→ What is required
Reproduce all of the data below character for character, but omit the pictures.

─── Stored data ───

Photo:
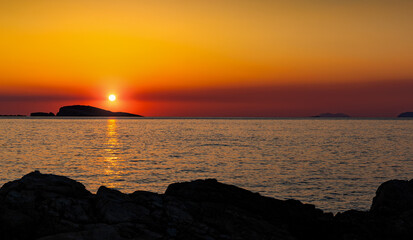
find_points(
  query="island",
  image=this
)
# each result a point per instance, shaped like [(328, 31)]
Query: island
[(332, 115), (89, 111), (42, 114), (406, 114), (52, 207)]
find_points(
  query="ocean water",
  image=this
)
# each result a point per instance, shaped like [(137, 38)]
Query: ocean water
[(336, 164)]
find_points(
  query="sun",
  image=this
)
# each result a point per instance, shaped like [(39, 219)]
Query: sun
[(112, 97)]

───

→ Task output
Photo:
find_points(
  query="island",
  image=this
)
# each result a point per instance, shaped like [(328, 31)]
Query: island
[(332, 115), (89, 111), (42, 114), (406, 114), (52, 207)]
find_points(
  query="ocean water",
  image=this
)
# each result a point per instance, shaped like [(137, 38)]
Query: ocean water
[(336, 164)]
find_points(
  query="sun",
  image=this
)
# each result a point per instance, shaped like [(39, 219)]
Query: sun
[(112, 97)]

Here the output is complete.